_Task prompt_
Edit the lines below that begin at the line containing "written like (62,392)." and run through the end of the records, replacing "teal" with "navy" and leaving everything else unchanged.

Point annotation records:
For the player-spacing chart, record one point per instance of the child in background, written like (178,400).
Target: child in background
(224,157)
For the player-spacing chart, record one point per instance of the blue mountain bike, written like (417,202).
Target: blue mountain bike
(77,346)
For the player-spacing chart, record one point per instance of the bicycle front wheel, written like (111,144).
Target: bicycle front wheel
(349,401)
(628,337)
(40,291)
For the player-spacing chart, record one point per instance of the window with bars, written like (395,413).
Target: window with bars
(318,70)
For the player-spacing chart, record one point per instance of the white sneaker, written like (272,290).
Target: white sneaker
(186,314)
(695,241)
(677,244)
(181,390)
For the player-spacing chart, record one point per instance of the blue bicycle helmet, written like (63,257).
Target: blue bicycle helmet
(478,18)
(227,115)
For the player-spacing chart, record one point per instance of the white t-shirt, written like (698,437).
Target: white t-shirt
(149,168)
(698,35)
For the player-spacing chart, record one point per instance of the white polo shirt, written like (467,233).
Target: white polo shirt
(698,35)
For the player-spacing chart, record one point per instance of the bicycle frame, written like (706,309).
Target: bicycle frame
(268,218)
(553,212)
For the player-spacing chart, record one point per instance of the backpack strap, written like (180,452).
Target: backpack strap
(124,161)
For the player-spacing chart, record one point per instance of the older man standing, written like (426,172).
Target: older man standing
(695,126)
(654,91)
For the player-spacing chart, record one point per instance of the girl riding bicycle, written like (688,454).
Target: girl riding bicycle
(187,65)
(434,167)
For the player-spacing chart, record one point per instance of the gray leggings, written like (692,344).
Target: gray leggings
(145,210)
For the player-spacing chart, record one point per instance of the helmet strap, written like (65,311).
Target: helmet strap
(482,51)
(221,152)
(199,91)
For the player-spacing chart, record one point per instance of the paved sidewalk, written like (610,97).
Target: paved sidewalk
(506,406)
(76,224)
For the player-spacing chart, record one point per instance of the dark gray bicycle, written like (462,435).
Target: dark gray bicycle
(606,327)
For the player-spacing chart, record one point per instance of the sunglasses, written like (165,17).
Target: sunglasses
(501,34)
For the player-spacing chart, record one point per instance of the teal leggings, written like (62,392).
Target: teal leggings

_Response to the exercise_
For the player-spacing chart, record one point per instance of the navy leggings, written like (62,392).
Target: navy leggings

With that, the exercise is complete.